Every single record needs to be restated word for word.

───── Records for this exercise ─────

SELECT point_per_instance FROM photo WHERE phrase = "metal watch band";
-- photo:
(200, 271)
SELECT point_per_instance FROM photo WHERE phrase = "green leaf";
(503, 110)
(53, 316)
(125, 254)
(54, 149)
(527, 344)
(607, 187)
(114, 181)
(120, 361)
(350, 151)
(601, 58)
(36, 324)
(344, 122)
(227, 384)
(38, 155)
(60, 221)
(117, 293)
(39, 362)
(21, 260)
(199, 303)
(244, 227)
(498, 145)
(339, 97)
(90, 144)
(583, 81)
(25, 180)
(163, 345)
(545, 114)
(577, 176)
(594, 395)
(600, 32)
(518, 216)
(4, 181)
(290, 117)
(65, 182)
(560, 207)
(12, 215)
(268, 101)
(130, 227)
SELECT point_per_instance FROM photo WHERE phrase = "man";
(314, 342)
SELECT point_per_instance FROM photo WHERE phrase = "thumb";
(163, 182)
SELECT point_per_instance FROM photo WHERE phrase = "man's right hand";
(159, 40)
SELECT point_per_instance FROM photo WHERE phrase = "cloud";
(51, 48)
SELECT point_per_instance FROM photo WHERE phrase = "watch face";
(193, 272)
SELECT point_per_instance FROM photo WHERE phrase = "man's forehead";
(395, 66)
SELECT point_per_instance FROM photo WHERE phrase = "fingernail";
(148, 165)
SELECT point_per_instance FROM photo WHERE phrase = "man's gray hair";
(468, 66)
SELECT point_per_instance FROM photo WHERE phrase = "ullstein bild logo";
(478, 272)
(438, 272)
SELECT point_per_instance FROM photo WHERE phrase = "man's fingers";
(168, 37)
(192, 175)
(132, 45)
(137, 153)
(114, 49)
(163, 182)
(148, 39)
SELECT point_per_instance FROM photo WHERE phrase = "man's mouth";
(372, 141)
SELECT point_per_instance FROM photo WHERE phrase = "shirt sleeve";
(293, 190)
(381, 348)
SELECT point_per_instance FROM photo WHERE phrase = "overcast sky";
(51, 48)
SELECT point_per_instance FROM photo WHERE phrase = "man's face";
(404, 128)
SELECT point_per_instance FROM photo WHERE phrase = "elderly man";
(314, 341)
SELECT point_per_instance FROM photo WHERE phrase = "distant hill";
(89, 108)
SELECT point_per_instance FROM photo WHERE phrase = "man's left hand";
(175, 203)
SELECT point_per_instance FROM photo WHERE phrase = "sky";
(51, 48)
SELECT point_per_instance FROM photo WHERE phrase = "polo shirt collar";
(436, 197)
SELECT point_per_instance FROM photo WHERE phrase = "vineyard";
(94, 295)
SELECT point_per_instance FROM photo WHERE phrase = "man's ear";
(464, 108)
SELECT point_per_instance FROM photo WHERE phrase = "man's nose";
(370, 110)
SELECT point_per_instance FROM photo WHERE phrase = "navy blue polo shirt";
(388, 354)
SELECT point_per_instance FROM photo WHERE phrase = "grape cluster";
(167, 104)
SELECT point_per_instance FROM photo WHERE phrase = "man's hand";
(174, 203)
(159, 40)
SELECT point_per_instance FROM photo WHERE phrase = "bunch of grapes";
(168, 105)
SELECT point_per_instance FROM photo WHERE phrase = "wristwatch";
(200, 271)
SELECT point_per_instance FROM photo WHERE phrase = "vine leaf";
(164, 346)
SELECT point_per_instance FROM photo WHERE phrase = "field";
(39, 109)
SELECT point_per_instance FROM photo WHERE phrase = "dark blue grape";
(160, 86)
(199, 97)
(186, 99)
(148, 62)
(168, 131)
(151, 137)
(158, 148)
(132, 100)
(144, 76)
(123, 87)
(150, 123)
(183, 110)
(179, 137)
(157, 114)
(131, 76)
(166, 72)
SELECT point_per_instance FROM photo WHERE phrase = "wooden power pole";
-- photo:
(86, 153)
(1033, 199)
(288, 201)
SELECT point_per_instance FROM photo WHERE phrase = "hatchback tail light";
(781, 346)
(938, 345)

─────

Result of the exercise:
SELECT point_per_instance FROM photo WHERE phrase = "metal watch band";
-- photo:
(200, 271)
SELECT point_per_instance FROM photo WHERE phrase = "green leaf";
(503, 110)
(53, 316)
(125, 254)
(54, 149)
(527, 344)
(607, 187)
(114, 181)
(120, 361)
(350, 151)
(601, 58)
(36, 324)
(344, 122)
(227, 384)
(38, 155)
(60, 221)
(117, 293)
(39, 362)
(21, 260)
(199, 303)
(244, 227)
(498, 145)
(339, 97)
(90, 144)
(583, 81)
(25, 180)
(163, 345)
(545, 114)
(577, 176)
(594, 395)
(600, 32)
(518, 216)
(4, 181)
(290, 117)
(65, 182)
(560, 207)
(12, 215)
(268, 101)
(130, 227)
SELECT point_per_instance FROM photo WHERE phrase = "man";
(314, 342)
SELECT point_per_instance FROM photo WHERE phrase = "thumb";
(163, 182)
SELECT point_per_instance FROM photo WHERE phrase = "man's right hand";
(159, 40)
SELECT point_per_instance FROM photo WHERE phrase = "cloud";
(51, 48)
SELECT point_per_instance FROM photo WHERE phrase = "watch face";
(193, 272)
SELECT point_per_instance FROM photo WHERE phrase = "man's forehead";
(395, 66)
SELECT point_per_instance FROM photo WHERE phrase = "fingernail";
(148, 165)
SELECT point_per_instance FROM photo WHERE phrase = "man's gray hair";
(468, 66)
SELECT point_per_instance FROM photo WHERE phrase = "ullstein bild logo";
(478, 272)
(438, 272)
SELECT point_per_instance FROM photo WHERE phrase = "man's fingers";
(168, 37)
(192, 175)
(132, 45)
(137, 153)
(114, 49)
(163, 182)
(148, 39)
SELECT point_per_instance FROM photo WHERE phrase = "man's mouth";
(372, 141)
SELECT point_per_instance FROM photo WHERE phrase = "shirt sleeve";
(293, 190)
(381, 348)
SELECT point_per_instance FROM photo WHERE phrase = "overcast sky";
(51, 48)
SELECT point_per_instance FROM photo WHERE phrase = "man's face";
(404, 128)
SELECT point_per_instance FROM photo WHERE phrase = "elderly man";
(314, 341)
SELECT point_per_instance FROM photo WHERE phrase = "distant hill";
(89, 108)
SELECT point_per_instance FROM photo WHERE phrase = "man's left hand";
(175, 203)
SELECT point_per_instance FROM photo WHERE phrase = "sky";
(51, 48)
SELECT point_per_instance FROM photo WHERE phrase = "polo shirt collar";
(436, 197)
SELECT point_per_instance FROM photo WHERE phrase = "vineyard";
(94, 295)
SELECT point_per_instance FROM photo WHERE phrase = "man's ear";
(464, 108)
SELECT point_per_instance FROM photo WHERE phrase = "man's nose";
(370, 110)
SELECT point_per_instance FROM photo WHERE phrase = "navy blue polo shirt";
(388, 354)
SELECT point_per_instance FROM photo WHERE phrase = "grape cluster";
(167, 104)
SELECT point_per_instance FROM photo WHERE phrase = "man's hand";
(174, 203)
(159, 40)
SELECT point_per_instance FROM photo WHERE phrase = "bunch of grapes";
(168, 105)
SELECT point_per_instance FROM photo WHERE phrase = "wristwatch";
(200, 271)
SELECT point_per_instance FROM photo WHERE phrase = "vine leaf";
(164, 346)
SELECT point_per_instance FROM photo WHERE phrase = "field";
(39, 109)
SELECT point_per_instance FROM photo WHERE phrase = "dark blue grape";
(160, 86)
(199, 97)
(186, 99)
(148, 62)
(168, 131)
(151, 137)
(158, 148)
(132, 100)
(144, 76)
(123, 87)
(150, 123)
(183, 110)
(179, 137)
(157, 114)
(131, 76)
(166, 72)
SELECT point_per_instance FROM photo WHERE phrase = "wooden power pole";
-- photo:
(86, 153)
(1033, 199)
(288, 201)
SELECT point_per_instance FROM photo WHERE phrase = "hatchback tail light";
(781, 346)
(938, 345)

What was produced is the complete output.